▶ [ARTICLE]
════
Tuesday, September 17, 2013

Love Letter to London (Alternative Title: I don't want to leave and you can't make me)

My time in London is, very sadly, nearing its end. I would love to stay but I currently don't have any job prospects here and as my lease is ending, staying doesn't make much sense. Sure, I could find a random job, but if I can get a position in my field back in the U.S. more easily, that is the grown-up decision I must make. And, on the positive side, it will be really nice to see my family and friends (I can't believe that I haven't been back to the States for almost nine months).

I will, however, desperately miss London. I find it difficult to explain when people ask me why I like this city so much. And I certainly don't disagree when people point out the negative things about London. But there is just something about it. Just the atmosphere, the feel of London. It's not for everyone, and that's cool. But for me, it has been pretty fantastic. I love the rain, and how September actually feels like fall, not the weird bipolar situation we have back in Rhode Island. I love walking the streets at Christmastime, with lights everywhere (and yes, picturing scenes from Love Actually). Sitting in the grass in the parks on those rare, wonderful summer days. I love the buskers playing music everywhere, sometimes brilliantly and sometimes not so good. I love the graffiti. I love the views in any weather while crossing Waterloo Bridge--Parliament, Big Ben, and the London Eye on one side, the Gherkin, St. Paul's, and the City on the other. I love the pubs and the old cobbled alleys hidden among the busy, modern streets. I love riding on the top level of double-decker buses. I love the bizarre people you see on the tube. I love the grand architecture of the buildings. I love the feeling that the Thames gives--like it's the city's pulse and the source of it all. And I love that I can feel thousands of years of history flowing by me just by taking a walk.

As much as I enjoy waxing poetic and probably sounding pretty pretentious, one of my favourite quotes about London comes from the brilliant Neil Gaiman. Fittingly, I first discovered him while here in London. As he writes in his book Neverwhere:
Three years in London had not changed Richard, although it had changed the way he perceived the city. Richard had originally imagined London as a gray city, even a black city, from pictures he had seen, and he was surprised to find it filled with color. It was a city of red brick and white stone, red buses and large black taxis, bright red mailboxes and green grassy parks and cemeteries.
════
(Location identification items)
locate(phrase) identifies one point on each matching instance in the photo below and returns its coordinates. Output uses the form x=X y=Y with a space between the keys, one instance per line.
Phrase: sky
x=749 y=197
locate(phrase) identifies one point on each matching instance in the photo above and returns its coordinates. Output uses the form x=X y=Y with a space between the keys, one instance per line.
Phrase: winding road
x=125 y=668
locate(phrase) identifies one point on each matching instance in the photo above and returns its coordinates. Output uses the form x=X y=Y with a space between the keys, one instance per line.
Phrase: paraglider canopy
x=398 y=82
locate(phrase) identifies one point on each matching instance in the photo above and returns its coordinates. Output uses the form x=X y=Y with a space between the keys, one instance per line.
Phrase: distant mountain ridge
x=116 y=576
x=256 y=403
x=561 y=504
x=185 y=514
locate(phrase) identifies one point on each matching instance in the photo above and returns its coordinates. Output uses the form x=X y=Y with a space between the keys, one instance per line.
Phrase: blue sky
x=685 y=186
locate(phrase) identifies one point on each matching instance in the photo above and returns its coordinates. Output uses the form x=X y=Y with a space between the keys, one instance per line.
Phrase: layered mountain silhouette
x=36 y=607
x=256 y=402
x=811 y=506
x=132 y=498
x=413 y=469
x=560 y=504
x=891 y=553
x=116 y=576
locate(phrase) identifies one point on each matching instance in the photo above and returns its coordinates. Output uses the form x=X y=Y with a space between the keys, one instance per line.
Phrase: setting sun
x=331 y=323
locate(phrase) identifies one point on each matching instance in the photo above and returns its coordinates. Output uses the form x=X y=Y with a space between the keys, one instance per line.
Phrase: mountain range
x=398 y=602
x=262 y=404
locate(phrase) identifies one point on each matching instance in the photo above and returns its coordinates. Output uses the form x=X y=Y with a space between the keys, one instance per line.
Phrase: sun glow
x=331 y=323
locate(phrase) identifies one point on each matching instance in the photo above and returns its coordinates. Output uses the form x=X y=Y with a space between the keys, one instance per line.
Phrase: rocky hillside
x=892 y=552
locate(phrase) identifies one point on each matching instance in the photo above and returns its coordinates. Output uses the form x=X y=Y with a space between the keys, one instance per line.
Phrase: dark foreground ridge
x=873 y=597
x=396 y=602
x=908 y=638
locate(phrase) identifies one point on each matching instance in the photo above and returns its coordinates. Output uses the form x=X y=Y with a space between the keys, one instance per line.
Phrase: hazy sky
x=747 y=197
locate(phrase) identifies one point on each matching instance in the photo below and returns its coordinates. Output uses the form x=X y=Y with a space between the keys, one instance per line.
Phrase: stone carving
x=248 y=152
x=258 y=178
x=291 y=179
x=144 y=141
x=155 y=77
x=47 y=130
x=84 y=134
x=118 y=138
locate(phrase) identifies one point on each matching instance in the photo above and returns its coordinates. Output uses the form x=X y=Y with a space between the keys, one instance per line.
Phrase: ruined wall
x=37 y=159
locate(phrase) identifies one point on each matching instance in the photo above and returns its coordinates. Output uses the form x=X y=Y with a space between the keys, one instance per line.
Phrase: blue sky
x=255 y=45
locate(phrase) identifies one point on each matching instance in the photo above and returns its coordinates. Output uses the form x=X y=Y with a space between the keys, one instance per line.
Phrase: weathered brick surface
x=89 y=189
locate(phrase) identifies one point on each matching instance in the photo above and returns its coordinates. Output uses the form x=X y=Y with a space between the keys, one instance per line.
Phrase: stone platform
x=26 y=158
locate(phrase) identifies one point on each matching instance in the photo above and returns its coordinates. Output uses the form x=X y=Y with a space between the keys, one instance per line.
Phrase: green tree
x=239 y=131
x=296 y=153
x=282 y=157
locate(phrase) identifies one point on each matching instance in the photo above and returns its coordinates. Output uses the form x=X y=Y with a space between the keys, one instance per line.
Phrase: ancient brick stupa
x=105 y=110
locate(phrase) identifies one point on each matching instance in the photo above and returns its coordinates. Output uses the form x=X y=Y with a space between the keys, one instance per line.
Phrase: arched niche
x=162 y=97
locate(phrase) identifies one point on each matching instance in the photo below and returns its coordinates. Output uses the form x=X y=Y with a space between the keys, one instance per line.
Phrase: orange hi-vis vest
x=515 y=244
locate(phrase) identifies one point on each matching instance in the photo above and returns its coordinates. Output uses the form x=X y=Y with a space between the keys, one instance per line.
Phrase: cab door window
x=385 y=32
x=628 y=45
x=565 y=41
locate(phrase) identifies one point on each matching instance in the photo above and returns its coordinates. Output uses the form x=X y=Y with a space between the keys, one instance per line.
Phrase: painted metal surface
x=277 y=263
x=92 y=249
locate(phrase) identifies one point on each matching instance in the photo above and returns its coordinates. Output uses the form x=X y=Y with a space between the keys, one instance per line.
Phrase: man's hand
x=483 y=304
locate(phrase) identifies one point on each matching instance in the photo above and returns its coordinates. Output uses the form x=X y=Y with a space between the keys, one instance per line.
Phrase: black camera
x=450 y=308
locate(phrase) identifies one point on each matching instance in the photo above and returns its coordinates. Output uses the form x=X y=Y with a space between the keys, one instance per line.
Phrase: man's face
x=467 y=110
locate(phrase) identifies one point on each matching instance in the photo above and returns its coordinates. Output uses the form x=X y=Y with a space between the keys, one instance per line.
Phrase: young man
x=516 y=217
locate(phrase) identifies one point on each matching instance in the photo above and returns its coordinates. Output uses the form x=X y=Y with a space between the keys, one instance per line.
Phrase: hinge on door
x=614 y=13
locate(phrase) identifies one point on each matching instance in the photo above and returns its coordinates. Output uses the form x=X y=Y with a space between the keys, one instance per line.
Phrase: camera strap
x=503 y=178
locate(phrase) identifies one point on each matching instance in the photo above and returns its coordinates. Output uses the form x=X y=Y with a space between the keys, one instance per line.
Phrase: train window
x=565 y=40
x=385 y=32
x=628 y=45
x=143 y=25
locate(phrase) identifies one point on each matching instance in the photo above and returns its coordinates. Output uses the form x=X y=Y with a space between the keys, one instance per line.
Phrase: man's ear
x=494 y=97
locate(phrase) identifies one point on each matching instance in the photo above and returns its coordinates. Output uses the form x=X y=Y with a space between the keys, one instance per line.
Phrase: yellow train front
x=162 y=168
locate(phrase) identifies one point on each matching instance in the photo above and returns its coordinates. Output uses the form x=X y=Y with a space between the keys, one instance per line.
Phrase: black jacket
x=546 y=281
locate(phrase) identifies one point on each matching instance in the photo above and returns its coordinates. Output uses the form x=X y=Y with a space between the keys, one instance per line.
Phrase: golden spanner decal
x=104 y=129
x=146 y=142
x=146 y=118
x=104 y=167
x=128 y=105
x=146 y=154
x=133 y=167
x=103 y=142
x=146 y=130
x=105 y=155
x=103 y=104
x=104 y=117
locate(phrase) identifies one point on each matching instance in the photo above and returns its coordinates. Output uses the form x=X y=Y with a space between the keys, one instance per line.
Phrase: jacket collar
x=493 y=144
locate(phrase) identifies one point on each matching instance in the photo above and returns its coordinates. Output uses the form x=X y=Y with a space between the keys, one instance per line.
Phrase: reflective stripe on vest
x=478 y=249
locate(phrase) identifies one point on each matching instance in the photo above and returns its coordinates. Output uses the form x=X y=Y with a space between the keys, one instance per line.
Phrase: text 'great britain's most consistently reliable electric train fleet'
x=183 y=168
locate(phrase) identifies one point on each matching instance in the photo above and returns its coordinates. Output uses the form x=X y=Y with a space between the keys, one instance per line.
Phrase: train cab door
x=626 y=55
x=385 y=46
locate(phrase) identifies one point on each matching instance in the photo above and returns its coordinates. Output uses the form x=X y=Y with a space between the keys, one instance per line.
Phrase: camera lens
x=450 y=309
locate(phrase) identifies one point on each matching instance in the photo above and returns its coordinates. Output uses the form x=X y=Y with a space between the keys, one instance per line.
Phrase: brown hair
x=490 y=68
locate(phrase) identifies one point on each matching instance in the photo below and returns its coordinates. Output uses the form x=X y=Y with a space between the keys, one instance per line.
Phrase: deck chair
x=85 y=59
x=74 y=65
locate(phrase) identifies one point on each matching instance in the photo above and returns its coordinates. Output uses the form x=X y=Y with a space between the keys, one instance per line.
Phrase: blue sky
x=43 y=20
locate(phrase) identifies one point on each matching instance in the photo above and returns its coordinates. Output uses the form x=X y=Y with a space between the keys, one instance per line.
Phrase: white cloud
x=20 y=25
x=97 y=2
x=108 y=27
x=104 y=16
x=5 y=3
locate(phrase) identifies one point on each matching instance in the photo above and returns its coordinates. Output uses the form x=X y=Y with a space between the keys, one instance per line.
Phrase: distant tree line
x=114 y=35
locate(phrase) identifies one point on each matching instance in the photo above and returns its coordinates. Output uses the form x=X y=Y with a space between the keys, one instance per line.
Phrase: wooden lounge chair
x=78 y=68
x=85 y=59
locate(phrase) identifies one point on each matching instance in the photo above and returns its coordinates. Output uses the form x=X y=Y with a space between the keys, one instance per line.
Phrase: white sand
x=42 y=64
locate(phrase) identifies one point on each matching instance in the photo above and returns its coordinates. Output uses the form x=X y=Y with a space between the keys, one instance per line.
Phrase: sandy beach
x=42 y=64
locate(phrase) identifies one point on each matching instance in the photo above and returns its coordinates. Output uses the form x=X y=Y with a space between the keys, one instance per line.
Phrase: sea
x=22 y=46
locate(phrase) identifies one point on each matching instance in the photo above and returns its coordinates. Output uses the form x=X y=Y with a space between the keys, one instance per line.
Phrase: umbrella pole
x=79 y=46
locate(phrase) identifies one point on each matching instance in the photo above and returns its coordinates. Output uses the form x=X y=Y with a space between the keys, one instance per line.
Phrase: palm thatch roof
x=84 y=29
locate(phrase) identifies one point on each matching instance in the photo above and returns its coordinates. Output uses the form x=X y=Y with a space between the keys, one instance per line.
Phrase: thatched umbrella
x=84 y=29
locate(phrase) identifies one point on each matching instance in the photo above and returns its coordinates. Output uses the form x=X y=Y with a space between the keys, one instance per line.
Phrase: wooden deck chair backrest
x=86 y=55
════
▶ [WRITTEN INSTRUCTION A] Using the blog post about London, decide whether each of the following statements agrees with it: (i) the writer has not been back to the States for almost nine months; (ii) the writer first discovered Neil Gaiman in Rhode Island; (iii) the writer dislikes the rain in London. For each, give yes or no and quote the words from the post that decide it.
▶ [WRITTEN INSTRUCTION B] Carry on the blog post about leaving London from the point where it stops.

▶ [EXERCISE ANSWER A]
(i) Yes: "I can't believe that I haven't been back to the States for almost nine months"
(ii) No: "Fittingly, I first discovered him while here in London."
(iii) No: "I love the rain"

▶ [EXERCISE ANSWER B]
It was a city in which the very old and the awkwardly new jostled each other, not uncomfortably, but without respect; a city of shops and offices and restaurants and homes, of parks and churches, of ignored monuments and remarkably unpalatial palaces; a city of hundreds of districts with strange names - Crouch End, Chalk Farm, Earl's Court, Marble Arch - and oddly distinct identities; a noisy, dirty, cheerful, troubled city, which fed on tourists, needed them as it despised them, in which the average speed of transportation through the city had not increased in three hundred years, following five hundred years of fitful road-widening and unskillful compromises between the needs of traffic, whether horse-drawn, or, more recently, motorized, and the need of pedestrians; a city inhabited by and teeming with people of every color and manner and kind.
This, in my humble opinion, describes London perfectly. It isn't sugarcoated. He doesn't gloss over the curious, confusing, and sometimes irritating aspects of the city, but it perfectly encapsulates the feeling of it. At the end of a year in this amazing, frustrating, ridiculous place, I would like to thank London for one of the craziest, best years of my life.


Ok, overly-sentimental post done.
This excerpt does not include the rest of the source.